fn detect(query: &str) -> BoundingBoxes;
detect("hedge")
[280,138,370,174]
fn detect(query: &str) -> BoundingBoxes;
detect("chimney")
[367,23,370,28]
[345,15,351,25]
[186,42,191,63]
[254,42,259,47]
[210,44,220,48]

- **INSTRUCTIONS FOR THE TASK**: Write the records out again, character for character.

- **RESULT OF THIS TASK**:
fn detect(query: &str) -> BoundingBoxes;
detect("hedge")
[280,138,370,174]
fn detect(query: &str) -> BoundingBoxes;
detect("chimney")
[367,23,370,28]
[345,15,351,25]
[186,42,191,63]
[254,42,259,47]
[210,44,220,48]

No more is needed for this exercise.